── Records ──

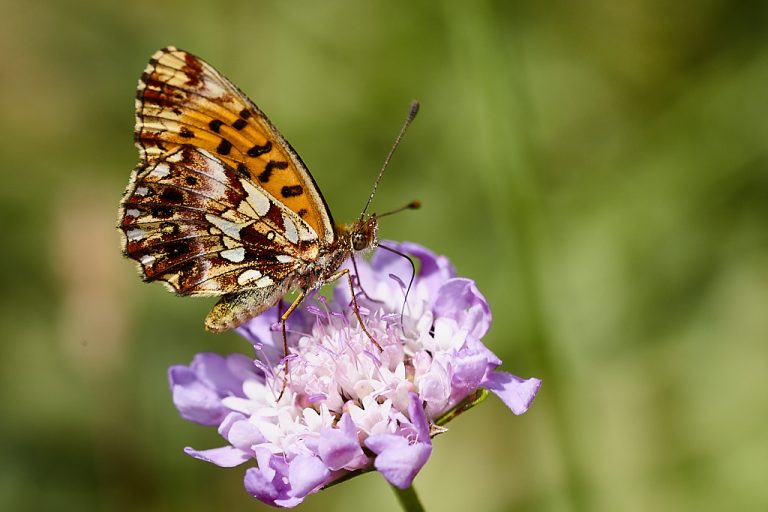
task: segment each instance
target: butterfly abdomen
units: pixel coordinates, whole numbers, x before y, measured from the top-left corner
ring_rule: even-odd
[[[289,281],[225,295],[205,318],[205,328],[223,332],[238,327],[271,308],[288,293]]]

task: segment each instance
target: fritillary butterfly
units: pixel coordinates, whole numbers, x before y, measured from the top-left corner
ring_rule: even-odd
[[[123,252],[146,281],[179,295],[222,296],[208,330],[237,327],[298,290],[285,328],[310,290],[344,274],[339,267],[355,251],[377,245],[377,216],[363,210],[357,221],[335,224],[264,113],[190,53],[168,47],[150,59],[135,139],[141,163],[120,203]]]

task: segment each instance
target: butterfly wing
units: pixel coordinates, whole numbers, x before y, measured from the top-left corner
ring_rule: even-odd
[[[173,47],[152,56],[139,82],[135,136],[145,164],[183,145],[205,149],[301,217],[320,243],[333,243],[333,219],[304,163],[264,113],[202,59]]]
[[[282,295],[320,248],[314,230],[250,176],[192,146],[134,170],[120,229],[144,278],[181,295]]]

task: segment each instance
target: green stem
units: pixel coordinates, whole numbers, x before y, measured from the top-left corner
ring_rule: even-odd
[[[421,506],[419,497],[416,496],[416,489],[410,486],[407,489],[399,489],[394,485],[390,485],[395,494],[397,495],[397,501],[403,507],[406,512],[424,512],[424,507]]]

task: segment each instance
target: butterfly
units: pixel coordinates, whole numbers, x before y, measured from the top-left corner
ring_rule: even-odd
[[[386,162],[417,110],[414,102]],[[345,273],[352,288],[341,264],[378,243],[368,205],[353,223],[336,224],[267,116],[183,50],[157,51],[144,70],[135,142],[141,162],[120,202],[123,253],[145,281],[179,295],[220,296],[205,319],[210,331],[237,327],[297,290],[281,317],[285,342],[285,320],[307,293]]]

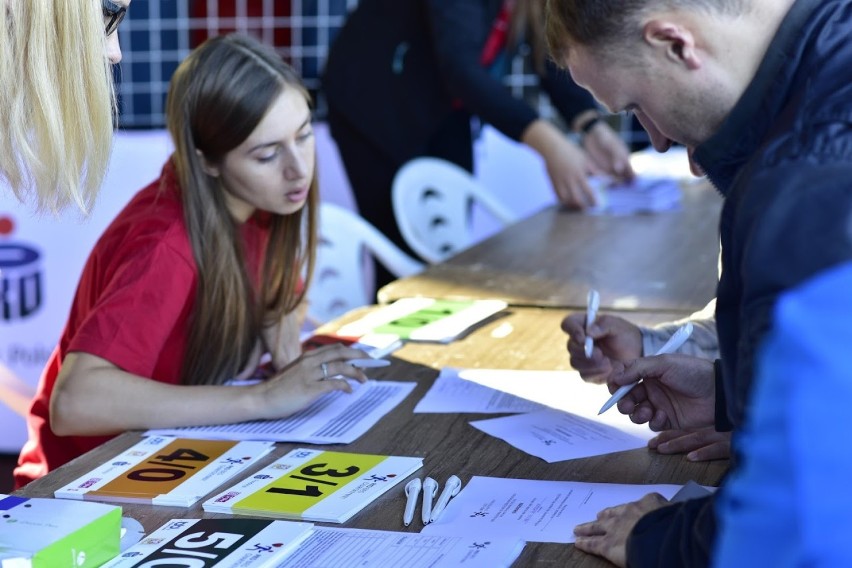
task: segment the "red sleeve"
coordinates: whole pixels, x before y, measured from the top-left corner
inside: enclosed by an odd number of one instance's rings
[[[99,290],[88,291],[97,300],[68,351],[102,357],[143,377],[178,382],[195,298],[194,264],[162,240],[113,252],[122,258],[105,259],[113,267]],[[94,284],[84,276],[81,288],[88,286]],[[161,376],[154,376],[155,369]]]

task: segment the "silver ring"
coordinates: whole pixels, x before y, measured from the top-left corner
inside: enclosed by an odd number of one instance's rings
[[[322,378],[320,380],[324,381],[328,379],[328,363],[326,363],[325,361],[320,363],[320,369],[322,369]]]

───
── Records ──

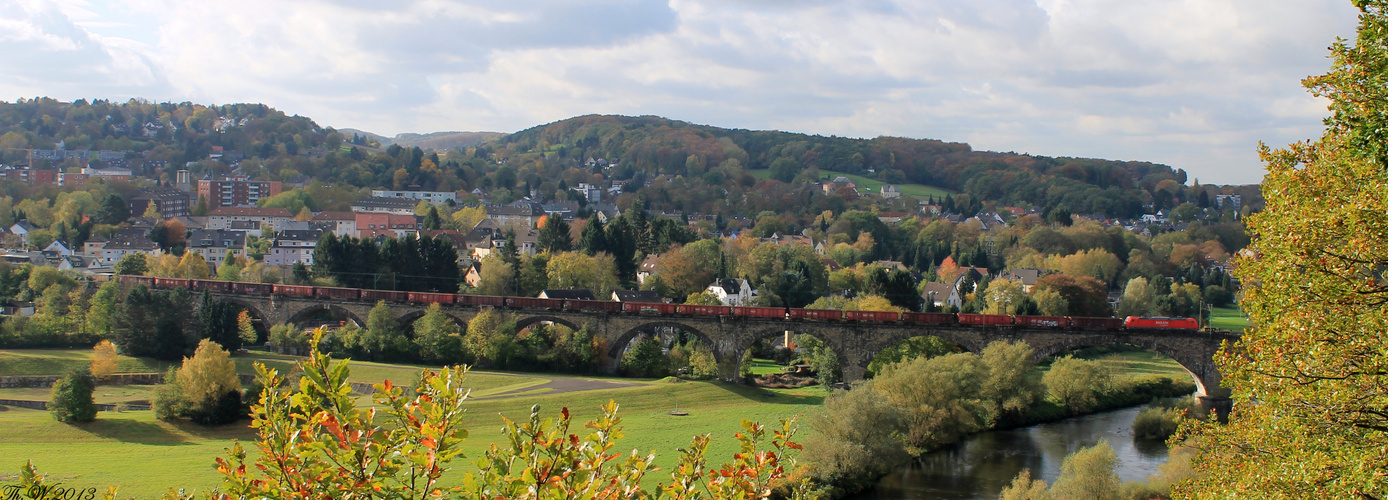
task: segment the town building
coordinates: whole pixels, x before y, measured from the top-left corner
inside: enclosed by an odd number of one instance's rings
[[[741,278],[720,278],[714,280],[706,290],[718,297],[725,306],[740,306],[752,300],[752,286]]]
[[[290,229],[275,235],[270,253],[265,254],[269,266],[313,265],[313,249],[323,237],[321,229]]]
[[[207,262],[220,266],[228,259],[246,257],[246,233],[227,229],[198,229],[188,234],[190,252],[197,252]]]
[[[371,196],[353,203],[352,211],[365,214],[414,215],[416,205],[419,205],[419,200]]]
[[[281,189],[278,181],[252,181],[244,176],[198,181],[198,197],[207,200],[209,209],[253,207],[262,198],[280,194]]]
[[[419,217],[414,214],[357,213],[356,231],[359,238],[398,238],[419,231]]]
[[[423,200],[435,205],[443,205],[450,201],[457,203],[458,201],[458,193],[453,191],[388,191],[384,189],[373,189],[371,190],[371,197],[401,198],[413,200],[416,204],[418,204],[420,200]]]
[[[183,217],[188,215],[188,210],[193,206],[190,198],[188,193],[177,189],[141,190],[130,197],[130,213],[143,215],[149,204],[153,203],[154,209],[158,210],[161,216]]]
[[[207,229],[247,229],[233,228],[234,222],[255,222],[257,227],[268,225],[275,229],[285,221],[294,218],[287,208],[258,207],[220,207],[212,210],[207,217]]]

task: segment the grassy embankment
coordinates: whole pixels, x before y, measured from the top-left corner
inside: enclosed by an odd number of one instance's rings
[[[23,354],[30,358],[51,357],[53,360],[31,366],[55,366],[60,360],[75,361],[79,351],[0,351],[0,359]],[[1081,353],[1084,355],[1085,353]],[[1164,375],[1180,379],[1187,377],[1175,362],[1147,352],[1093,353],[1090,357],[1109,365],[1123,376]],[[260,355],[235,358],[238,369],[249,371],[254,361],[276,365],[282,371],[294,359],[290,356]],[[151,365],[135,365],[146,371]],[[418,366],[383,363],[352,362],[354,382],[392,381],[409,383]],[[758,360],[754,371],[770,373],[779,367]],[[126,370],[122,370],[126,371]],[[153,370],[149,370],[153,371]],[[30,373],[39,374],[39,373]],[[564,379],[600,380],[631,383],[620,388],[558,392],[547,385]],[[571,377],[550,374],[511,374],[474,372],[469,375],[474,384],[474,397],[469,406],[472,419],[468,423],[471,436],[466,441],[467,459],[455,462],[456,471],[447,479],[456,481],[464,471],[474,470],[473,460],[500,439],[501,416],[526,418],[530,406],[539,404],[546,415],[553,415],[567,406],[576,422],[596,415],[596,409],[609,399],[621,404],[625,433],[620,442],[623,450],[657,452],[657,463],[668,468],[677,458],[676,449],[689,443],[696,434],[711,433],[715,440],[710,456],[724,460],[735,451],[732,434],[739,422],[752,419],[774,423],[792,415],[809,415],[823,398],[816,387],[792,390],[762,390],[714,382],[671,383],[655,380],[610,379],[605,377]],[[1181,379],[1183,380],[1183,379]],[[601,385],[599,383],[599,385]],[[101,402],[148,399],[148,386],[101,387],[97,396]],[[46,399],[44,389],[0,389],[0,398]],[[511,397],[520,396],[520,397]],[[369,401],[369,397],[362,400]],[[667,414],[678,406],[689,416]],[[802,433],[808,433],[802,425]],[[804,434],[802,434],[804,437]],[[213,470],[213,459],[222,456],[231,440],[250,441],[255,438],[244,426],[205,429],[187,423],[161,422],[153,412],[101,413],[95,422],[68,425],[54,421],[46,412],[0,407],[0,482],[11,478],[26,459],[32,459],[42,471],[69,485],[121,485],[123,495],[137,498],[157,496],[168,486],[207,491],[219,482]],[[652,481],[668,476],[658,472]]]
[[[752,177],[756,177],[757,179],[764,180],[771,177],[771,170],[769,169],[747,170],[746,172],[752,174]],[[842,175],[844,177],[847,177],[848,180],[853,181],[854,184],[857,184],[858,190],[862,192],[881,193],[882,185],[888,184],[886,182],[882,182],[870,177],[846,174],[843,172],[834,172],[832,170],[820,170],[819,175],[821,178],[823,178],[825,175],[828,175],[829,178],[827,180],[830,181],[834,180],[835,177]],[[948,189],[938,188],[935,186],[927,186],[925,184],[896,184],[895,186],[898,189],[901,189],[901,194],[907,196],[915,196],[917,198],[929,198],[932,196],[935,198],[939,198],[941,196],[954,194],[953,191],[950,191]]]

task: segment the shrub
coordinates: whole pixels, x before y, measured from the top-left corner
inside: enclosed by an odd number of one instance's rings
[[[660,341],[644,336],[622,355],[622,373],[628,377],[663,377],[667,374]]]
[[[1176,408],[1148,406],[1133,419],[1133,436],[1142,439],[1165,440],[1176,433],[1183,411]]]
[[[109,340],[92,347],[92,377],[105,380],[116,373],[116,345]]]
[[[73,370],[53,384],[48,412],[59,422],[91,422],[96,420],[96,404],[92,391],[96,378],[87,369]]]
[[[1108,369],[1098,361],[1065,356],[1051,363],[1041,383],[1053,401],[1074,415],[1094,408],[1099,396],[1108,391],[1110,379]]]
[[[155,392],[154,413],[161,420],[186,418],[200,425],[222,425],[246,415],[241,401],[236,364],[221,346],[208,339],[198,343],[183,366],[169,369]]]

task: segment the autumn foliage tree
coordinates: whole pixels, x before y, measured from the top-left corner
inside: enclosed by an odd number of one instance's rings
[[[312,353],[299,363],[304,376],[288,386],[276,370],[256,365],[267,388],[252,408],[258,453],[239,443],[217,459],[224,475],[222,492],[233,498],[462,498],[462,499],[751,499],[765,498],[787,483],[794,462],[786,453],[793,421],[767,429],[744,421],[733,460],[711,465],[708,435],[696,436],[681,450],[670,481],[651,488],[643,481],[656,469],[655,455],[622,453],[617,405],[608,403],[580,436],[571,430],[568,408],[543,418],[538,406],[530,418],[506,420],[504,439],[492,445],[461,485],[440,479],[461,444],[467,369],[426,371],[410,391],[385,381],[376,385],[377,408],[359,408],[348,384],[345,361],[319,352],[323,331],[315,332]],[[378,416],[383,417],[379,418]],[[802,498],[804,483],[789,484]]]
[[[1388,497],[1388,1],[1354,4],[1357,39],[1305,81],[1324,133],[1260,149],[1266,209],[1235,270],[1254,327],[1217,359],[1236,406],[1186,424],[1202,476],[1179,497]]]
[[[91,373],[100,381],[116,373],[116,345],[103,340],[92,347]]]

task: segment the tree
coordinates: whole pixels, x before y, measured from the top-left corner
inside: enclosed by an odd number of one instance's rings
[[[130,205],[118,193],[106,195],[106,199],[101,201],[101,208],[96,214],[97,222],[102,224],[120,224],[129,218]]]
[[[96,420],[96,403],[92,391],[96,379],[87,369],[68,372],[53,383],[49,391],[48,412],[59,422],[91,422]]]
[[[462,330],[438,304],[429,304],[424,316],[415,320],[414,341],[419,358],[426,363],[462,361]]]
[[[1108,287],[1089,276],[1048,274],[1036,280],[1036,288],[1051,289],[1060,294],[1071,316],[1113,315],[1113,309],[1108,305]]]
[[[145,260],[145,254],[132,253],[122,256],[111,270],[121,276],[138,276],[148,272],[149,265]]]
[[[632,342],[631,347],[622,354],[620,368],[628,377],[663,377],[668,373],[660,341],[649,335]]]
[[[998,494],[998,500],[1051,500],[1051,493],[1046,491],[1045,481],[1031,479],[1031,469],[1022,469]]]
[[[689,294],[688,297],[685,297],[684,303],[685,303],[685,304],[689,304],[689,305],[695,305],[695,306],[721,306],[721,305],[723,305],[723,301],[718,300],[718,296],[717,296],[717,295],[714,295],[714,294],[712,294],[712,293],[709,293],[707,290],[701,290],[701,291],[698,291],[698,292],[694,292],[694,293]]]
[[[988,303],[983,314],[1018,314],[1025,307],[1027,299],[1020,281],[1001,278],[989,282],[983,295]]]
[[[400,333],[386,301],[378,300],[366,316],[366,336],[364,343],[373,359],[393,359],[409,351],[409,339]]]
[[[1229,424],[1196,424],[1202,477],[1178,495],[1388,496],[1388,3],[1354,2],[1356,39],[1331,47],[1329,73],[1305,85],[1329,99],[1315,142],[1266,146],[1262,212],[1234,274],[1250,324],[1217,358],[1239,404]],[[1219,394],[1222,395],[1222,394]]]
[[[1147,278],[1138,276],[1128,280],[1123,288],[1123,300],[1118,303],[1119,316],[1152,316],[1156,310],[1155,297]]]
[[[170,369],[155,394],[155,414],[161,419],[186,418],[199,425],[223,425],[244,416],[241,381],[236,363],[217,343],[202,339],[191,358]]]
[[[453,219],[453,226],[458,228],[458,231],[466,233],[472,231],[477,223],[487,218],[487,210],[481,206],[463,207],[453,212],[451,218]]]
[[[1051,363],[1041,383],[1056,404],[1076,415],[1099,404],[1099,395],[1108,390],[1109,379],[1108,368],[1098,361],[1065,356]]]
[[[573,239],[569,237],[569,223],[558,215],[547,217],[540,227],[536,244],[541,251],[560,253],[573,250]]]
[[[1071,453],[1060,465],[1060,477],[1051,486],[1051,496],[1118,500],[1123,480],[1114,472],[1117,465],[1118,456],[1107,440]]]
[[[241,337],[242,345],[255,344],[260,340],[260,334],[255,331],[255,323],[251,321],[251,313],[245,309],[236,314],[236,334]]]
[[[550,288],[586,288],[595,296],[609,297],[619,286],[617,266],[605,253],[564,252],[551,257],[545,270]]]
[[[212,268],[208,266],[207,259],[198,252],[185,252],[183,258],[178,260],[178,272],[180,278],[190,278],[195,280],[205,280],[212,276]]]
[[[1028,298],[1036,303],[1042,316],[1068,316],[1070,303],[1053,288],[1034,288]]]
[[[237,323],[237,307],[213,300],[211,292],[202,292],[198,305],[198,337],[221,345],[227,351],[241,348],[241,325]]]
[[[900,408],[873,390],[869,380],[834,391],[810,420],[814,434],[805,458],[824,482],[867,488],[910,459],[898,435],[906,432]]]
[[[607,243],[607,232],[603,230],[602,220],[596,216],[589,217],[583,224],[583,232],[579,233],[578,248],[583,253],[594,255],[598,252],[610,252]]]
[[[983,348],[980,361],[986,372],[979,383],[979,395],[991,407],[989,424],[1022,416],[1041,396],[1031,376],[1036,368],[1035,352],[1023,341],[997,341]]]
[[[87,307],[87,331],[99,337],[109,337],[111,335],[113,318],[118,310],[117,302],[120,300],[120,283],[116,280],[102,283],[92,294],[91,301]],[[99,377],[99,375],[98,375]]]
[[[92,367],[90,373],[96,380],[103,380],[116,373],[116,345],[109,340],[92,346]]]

───

- **What to do**: Return a copy of each line in the records above that has "butterfly" in it.

- **Result**:
target: butterfly abdomen
target: fritillary butterfly
target: butterfly wing
target: butterfly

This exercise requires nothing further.